**Extrait fourni**:
========================================
Cependant, il faut voir qu’il y a bien, depuis la seconde partie de 2024 et jusqu’à aujourd’hui, une stabilisation relative dont la principale cause est le problème de la direction politique des masses qui conduit à toutes les causes secondaires pour lesquelles le pays n’explose pas : peur de se mobiliser, division des masses en segments coupés les uns les autres, sentiment d’impuissance à l’échelle individuelle et collective. Dans le mouvement révolutionnaire et chez les progressistes, s’il y a un ­contre-encerclement face à la répression, c’est qu’il y a d’abord un encerclement. Et un encerclement n’est pas fait par le faible sur le fort, mais au contraire par le fort sur le faible. C’est donc une marque de faiblesse du mouvement révolutionnaire : même s’il est en croissance relative, il reste faible tactiquement face à un État bourgeois avec une longue tradition contre-révolutionnaire.

La situation est excellente pour que les révolutionnaires la saisissent

Mais la stabilisation n’est que relative, temporaire, c’est très important. La lutte de classes en France ne fait pas marche arrière, elle ne ralentit pas : elle prépare un bond. Le développement du processus du vieil État bourgeois ouvre la voie à une vague réactionnaire contre tout ce qui est organisé. Cela signifie nécessairement que le prochain mouvement social d’ampleur sera criminalisé. Cela aura des impacts organisationnels forts, car il n’y aura que deux voies pour les organisations et les masses organisées : soit s’intégrer à l’État et accepter son ordre ; soit réaliser la rupture avec l’impérialisme, la scission entre la révolution socialiste d’un côté et l’accommodement social de l’impérialisme français de l’autre. Les révolutionnaires doivent donc en tirer toutes les leçons et développer leur mouvement avec la clarté nécessaire sur ce point.
========================================
**Données fournies**:
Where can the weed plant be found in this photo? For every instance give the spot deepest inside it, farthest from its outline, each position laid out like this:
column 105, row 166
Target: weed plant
========================================
**À faire**:
a) Pourriez-vous recopier mot pour mot le passage de l'extrait fourni qui s'ouvre sur les mots contenant « Mais la stabilisation » et se clôt sur « sur ce point. » ?
b) Répondez à ces questions d'après l'extrait fourni :
(i) Depuis quand observe-t-on une stabilisation relative ?
(ii) Par qui, et sur qui, un encerclement est-il fait ?
(iii) Quelles sont les deux voies qui s'offriront aux organisations et aux masses organisées ?

**Réponses**:
a)
Mais la stabilisation n’est que relative, temporaire, c’est très important. La lutte de classes en France ne fait pas marche arrière, elle ne ralentit pas : elle prépare un bond. Le développement du processus du vieil État bourgeois ouvre la voie à une vague réactionnaire contre tout ce qui est organisé. Cela signifie nécessairement que le prochain mouvement social d’ampleur sera criminalisé. Cela aura des impacts organisationnels forts, car il n’y aura que deux voies pour les organisations et les masses organisées : soit s’intégrer à l’État et accepter son ordre ; soit réaliser la rupture avec l’impérialisme, la scission entre la révolution socialiste d’un côté et l’accommodement social de l’impérialisme français de l’autre. Les révolutionnaires doivent donc en tirer toutes les leçons et développer leur mouvement avec la clarté nécessaire sur ce point.

b)
(i) Depuis la seconde partie de 2024.
(ii) Par le fort sur le faible.
(iii) Soit s'intégrer à l'État et accepter son ordre, soit réaliser la rupture avec l'impérialisme.